====== ARTICLE ======

Silent and Invisible - Revolution from the Skies
When was the last time you opened a physical city map or a road atlas? I am assuming you opened one, depending on your age. I don’t blame you if you can’t recollect. I have been trying to answer this question: was it in Istanbul in 2007? or Jordan in 2010? But as a ballpark, I have not touched a road atlas in close to fifteen years. Now let me ask another question? What would be the impact on your daily life today if GPS were not available? Well, you will not be the only one to roll your eyes! I use Global Positioning System (GPS) driven Location Based Services (LBS) for driving, my morning runs and fitness apps, Google maps, ordering food, Uber and Ola on a regular basis and few others based on the need. I cannot imagine my life today without those conveniences that I take for granted.
But life was not always like this. I am 53, born in 1970. For the first forty years of my life, none of these services existed and many of us in our imagination would not have anticipated them and we were blissfully ignorant about GPS. During the 1990’s at the peak of my biking experience, when we would take-off to explore various parts of Karnataka from Bangalore, our GPS system looked something like this 😊
It was an indispensable guide and I always had one in my rucksack. While these maps provided broad directions, we had to know our orientation: North, South, East and West and we asked people for directions every now and then. We navigated in cities and between cities and towns based on landmarks: a temple here, restaurant, popular junction, showrooms, govt offices, monuments, museums, you name it, and everything had a useful role in getting us to the destination. We had a gyroscope built into us, which took us to our desired destinations, but also got us home eventually. We knew the terrain and topography well and had developed a well-honed intuition. Yes, we still got lost, my most scary and funny experience being lost in the middle of a jungle in South Karnataka, in middle of the night and low on fuel.
It is amazing to look back and see how much and how fast things have changed, where life fifteen years ago feels like stone age. I had written about exponential change and how it blindsides us here. Lot of change that we experience is visible and can be felt as it happens, but something like GPS has taken us over in stealth, gradual and invisible.
When did this start?
GPS, like internet originated from the needs of the military and was a child of the 1960’s space race.

======

**BRIEF 1**
Name every kind of landmark the post about GPS says the riders used to find their way in and between cities and towns.
**BRIEF 2**
According to the post about GPS, why did the riders need to know their orientation?
**BRIEF 3**
In what year was the writer of the post about GPS born?
The data that comes next has no connection to the post about GPS.

====== COLLECTED MATERIAL ======

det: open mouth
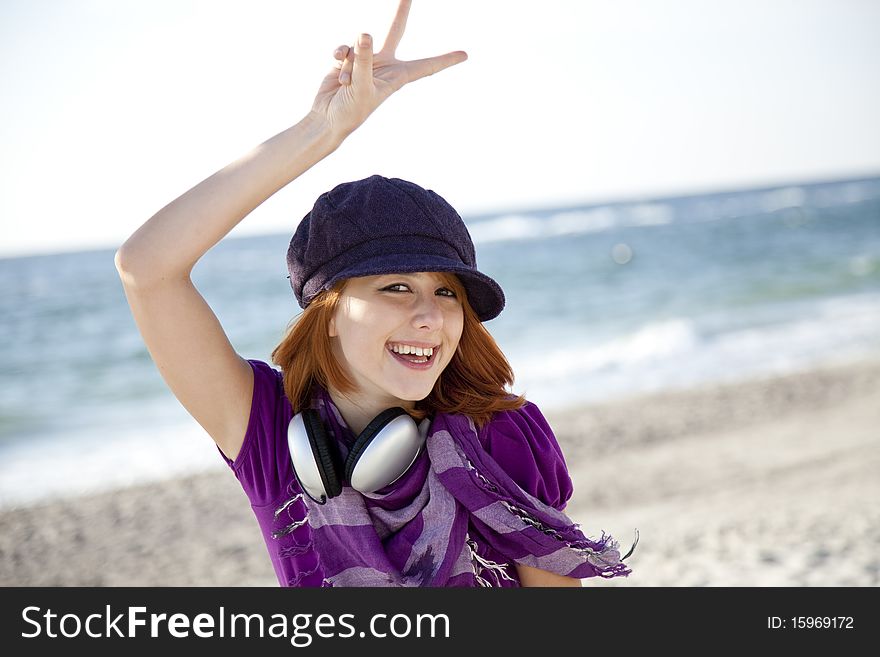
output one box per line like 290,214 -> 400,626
386,346 -> 440,369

======

**EXERCISE OUTPUT 1**
A temple, a restaurant, a popular junction, showrooms, govt offices, monuments and museums.

**EXERCISE OUTPUT 2**
The maps they carried gave only broad directions. They had to know North, South, East and West to find their way.

**EXERCISE OUTPUT 3**
1970.